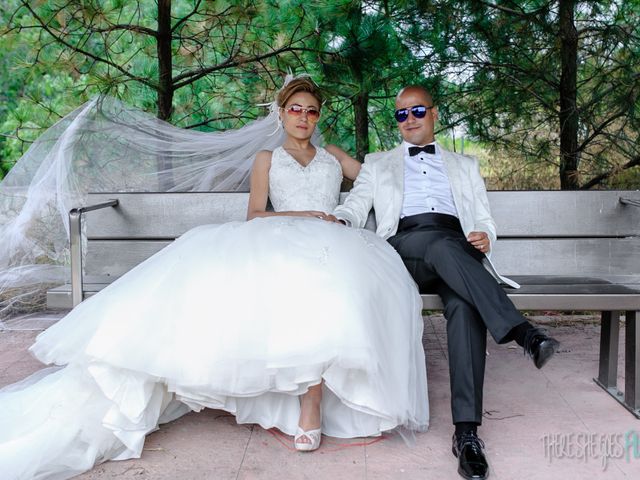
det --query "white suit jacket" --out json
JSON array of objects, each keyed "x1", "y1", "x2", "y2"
[{"x1": 333, "y1": 145, "x2": 519, "y2": 288}]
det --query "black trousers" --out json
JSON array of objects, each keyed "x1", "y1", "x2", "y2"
[{"x1": 388, "y1": 213, "x2": 526, "y2": 423}]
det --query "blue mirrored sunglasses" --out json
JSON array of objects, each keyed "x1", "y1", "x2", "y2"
[{"x1": 395, "y1": 105, "x2": 433, "y2": 123}]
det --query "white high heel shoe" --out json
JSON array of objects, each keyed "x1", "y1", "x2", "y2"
[{"x1": 293, "y1": 426, "x2": 322, "y2": 452}]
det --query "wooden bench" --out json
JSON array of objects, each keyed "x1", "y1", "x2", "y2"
[{"x1": 48, "y1": 191, "x2": 640, "y2": 418}]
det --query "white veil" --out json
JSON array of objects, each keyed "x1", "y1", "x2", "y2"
[{"x1": 0, "y1": 75, "x2": 321, "y2": 322}]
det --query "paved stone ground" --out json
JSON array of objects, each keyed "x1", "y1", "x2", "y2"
[{"x1": 0, "y1": 314, "x2": 640, "y2": 480}]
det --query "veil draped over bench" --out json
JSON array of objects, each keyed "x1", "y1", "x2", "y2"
[{"x1": 0, "y1": 86, "x2": 319, "y2": 320}]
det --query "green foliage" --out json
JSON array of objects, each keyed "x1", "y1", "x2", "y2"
[{"x1": 0, "y1": 0, "x2": 640, "y2": 188}]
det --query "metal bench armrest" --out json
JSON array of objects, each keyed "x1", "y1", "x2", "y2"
[
  {"x1": 69, "y1": 198, "x2": 119, "y2": 307},
  {"x1": 619, "y1": 197, "x2": 640, "y2": 207}
]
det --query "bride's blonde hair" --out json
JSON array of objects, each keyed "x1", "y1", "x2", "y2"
[{"x1": 276, "y1": 77, "x2": 322, "y2": 107}]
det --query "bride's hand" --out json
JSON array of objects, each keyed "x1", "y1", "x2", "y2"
[{"x1": 297, "y1": 210, "x2": 332, "y2": 220}]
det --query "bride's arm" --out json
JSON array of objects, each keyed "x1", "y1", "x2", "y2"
[
  {"x1": 247, "y1": 150, "x2": 328, "y2": 220},
  {"x1": 325, "y1": 145, "x2": 362, "y2": 180}
]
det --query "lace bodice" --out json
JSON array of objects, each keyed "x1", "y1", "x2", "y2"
[{"x1": 269, "y1": 147, "x2": 342, "y2": 213}]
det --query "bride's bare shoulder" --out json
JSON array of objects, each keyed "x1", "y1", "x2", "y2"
[{"x1": 254, "y1": 150, "x2": 273, "y2": 166}]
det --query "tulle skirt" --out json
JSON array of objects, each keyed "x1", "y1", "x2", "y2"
[{"x1": 0, "y1": 217, "x2": 428, "y2": 478}]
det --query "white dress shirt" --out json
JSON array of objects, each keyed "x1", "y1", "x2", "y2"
[{"x1": 400, "y1": 142, "x2": 458, "y2": 218}]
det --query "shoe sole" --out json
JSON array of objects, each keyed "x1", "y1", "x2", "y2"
[{"x1": 536, "y1": 340, "x2": 560, "y2": 369}]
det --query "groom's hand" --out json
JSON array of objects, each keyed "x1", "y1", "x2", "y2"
[{"x1": 467, "y1": 232, "x2": 491, "y2": 253}]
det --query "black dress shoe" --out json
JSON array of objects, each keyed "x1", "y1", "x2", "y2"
[
  {"x1": 451, "y1": 432, "x2": 489, "y2": 480},
  {"x1": 524, "y1": 328, "x2": 560, "y2": 368}
]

━━━

Report every line of the data above that contains the string "shoe", copying each line unchanged.

▶ **The response**
det --query "white high heel shoe" --out json
det --query "shoe sole" --out json
det --query "black dress shoe" --out json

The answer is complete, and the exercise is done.